=== Directions ===
Retype all of the data shown below, keeping every character the same.

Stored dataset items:
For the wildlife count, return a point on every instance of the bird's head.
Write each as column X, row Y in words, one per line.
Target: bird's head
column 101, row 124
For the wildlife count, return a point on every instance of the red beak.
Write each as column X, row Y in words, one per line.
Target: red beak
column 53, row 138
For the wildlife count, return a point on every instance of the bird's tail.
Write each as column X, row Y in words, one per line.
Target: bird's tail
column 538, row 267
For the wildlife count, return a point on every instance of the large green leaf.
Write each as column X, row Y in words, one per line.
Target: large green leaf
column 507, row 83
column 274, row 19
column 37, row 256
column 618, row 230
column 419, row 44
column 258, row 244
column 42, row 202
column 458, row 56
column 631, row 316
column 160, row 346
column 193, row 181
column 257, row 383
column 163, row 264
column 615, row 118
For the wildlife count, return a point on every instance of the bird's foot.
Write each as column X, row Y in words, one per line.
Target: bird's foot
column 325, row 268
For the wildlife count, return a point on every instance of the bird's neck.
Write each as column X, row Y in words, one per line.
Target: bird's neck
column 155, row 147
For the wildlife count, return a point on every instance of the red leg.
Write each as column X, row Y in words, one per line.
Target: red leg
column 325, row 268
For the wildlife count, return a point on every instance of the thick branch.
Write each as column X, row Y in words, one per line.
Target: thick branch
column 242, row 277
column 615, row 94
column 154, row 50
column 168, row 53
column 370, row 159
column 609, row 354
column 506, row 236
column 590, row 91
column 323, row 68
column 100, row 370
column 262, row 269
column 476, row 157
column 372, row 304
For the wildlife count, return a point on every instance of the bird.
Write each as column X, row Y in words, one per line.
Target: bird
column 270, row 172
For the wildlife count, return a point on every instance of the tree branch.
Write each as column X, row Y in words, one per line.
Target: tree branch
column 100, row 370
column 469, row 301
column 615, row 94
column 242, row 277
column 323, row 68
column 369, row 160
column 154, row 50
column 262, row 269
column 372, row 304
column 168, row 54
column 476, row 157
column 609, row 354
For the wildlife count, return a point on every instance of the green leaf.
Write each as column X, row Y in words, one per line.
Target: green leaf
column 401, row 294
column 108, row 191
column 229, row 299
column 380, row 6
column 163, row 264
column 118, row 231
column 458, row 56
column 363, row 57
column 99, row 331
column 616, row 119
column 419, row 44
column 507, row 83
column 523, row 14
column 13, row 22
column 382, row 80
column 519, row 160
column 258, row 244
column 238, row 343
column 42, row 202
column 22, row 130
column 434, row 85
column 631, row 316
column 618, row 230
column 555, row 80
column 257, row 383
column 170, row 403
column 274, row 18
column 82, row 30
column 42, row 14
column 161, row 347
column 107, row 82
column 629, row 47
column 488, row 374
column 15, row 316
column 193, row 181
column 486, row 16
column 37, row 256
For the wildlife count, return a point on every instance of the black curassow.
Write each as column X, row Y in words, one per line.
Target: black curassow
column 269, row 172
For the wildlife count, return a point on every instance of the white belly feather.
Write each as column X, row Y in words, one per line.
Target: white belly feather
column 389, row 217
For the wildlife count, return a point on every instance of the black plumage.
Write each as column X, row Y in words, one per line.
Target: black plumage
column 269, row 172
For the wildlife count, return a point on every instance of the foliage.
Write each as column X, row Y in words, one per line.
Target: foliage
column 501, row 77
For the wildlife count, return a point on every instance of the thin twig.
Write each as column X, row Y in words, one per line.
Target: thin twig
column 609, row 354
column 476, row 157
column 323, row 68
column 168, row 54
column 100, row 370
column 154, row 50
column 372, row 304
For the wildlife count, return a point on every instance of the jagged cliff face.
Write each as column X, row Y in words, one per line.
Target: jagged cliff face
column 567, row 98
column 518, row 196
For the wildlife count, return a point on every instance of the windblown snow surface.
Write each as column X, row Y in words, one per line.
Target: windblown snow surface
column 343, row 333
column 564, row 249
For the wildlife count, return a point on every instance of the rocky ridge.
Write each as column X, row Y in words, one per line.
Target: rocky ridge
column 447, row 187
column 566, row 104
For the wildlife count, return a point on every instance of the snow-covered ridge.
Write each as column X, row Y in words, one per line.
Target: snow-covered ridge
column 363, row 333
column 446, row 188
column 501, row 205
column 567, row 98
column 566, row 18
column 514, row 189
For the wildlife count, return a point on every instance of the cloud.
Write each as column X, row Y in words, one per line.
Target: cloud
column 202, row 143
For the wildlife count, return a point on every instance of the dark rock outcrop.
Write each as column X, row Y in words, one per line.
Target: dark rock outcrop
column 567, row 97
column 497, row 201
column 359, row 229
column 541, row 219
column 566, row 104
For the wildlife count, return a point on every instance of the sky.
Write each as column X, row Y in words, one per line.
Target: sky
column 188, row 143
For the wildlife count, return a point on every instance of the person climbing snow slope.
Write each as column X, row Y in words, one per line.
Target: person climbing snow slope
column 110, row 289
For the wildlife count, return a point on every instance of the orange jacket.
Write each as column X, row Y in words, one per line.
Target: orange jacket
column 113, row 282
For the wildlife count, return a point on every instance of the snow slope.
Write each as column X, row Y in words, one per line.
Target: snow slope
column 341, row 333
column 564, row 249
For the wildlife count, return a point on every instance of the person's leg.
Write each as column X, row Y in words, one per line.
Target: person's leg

=== Solution for this exercise ===
For the wildlife count, return a point on every instance of the bird's head.
Write each as column X, row Y in words, one per line.
Target: bird's head
column 101, row 124
For the wildlife count, return a point on every instance of the red beak.
Write each as column X, row Y in words, one per line.
Target: red beak
column 53, row 138
For the wildlife count, return a point on every instance of the bird's tail.
Write each as column X, row Y in words, one per line.
Target: bird's tail
column 538, row 267
For the wildlife count, return a point on every instance of the large green leaf.
Write each as column X, row Y in words, one per line.
Target: large green leaf
column 507, row 83
column 274, row 19
column 37, row 256
column 618, row 230
column 419, row 44
column 258, row 244
column 42, row 202
column 458, row 56
column 631, row 316
column 160, row 346
column 193, row 181
column 257, row 383
column 163, row 264
column 615, row 118
For the wildlife count, return a point on every instance of the bird's foot.
Write each as column X, row Y in words, one per line.
Target: bird's foot
column 325, row 268
For the wildlife count, return a point on every instance of the bird's neck.
Write each as column X, row Y in words, one per line.
Target: bird's neck
column 155, row 147
For the wildlife count, return a point on every instance of the red leg.
Write each as column X, row Y in words, one per line.
Target: red leg
column 325, row 268
For the wildlife count, return a point on every instance of the thick branch.
Write each as column X, row Y in words, one per line.
Target: thick branch
column 242, row 277
column 615, row 94
column 154, row 50
column 168, row 53
column 370, row 159
column 609, row 354
column 506, row 236
column 590, row 91
column 323, row 68
column 100, row 370
column 262, row 269
column 476, row 157
column 372, row 304
For the wildlife count, return a point on every instance of the bird.
Write each as column X, row Y in words, one per line.
Target: bird
column 270, row 172
For the wildlife count, return a point on every instance of the tree branch.
Write each as column X, row Y in words, one per line.
Target: tree branch
column 100, row 370
column 469, row 301
column 615, row 94
column 242, row 277
column 323, row 68
column 369, row 160
column 154, row 50
column 262, row 269
column 372, row 304
column 168, row 54
column 476, row 157
column 609, row 354
For the wildlife count, return a point on every instance of the green leaf.
Write each as column X, row Y in words, one per line.
Target: green leaf
column 401, row 294
column 108, row 191
column 229, row 299
column 380, row 6
column 163, row 264
column 118, row 231
column 458, row 56
column 363, row 57
column 99, row 331
column 616, row 119
column 419, row 44
column 507, row 83
column 523, row 14
column 13, row 22
column 382, row 80
column 519, row 160
column 258, row 244
column 238, row 343
column 42, row 202
column 22, row 130
column 434, row 85
column 631, row 316
column 618, row 230
column 555, row 80
column 257, row 383
column 170, row 403
column 274, row 18
column 82, row 30
column 42, row 14
column 161, row 347
column 107, row 82
column 629, row 47
column 488, row 374
column 15, row 316
column 193, row 181
column 486, row 16
column 37, row 256
For the wildlife count, return a point on every instance of the black curassow.
Write each as column X, row Y in words, one per line.
Target: black curassow
column 269, row 172
For the wildlife count, return a point on every instance of the white belly feather.
Write each as column X, row Y in words, one per line.
Target: white belly feather
column 389, row 217
For the wildlife count, return a point on every instance of the black plumage.
Write each as column X, row Y in words, one per line.
Target: black plumage
column 269, row 172
For the wildlife count, return a point on every instance of the foliage.
Write each as column X, row Y in words, one per line.
Target: foliage
column 501, row 77
For the wildlife count, return a point on every instance of the thin twig.
Write each as column X, row Y in words, one per line.
Target: thin twig
column 609, row 354
column 476, row 157
column 323, row 68
column 168, row 54
column 100, row 370
column 154, row 50
column 372, row 304
For the wildlife count, return a point on every instance of the jagged cliff face.
Write each as column X, row Y in words, one per line.
Target: jagged cliff face
column 567, row 98
column 518, row 196
For the wildlife count, return a point on every instance of the windblown snow surface.
Write each as column X, row Y in words, one per line.
Target: windblown snow surface
column 343, row 333
column 564, row 249
For the wildlife count, return a point on every instance of the rocky ridge.
Write each as column X, row Y in words, one per line.
Target: rocky ridge
column 447, row 187
column 566, row 104
For the wildlife count, return a point on every instance of the snow-covered ridge.
Write each as column X, row Y in words, one per line.
Target: snow-covered ridge
column 363, row 333
column 446, row 188
column 501, row 205
column 567, row 98
column 566, row 18
column 514, row 189
For the wildlife count, return a point on every instance of the cloud.
Write each as column X, row Y in words, one per line.
Target: cloud
column 202, row 143
For the wildlife count, return a point on every instance of the dark rock outcrop.
Write each as column X, row Y in words, one per line.
Target: dark rock outcrop
column 567, row 97
column 497, row 201
column 359, row 229
column 541, row 219
column 566, row 104
For the wildlife count, return a point on every instance of the sky.
Write each as column X, row Y in words, one per line.
Target: sky
column 188, row 143
For the wildlife count, return a point on every instance of the person climbing snow slope.
Write each as column X, row Y in words, one per line.
Target: person climbing snow slope
column 110, row 289
For the wildlife count, return a point on every instance of the orange jacket.
Write each as column X, row Y in words, one per line.
Target: orange jacket
column 113, row 282
For the wildlife count, return a point on every instance of the snow slope.
Write each as column X, row Y in words, one per line.
Target: snow slope
column 341, row 333
column 564, row 249
For the wildlife count, return a point on every instance of the person's leg.
Write each as column X, row Y in words, one per line.
Target: person's leg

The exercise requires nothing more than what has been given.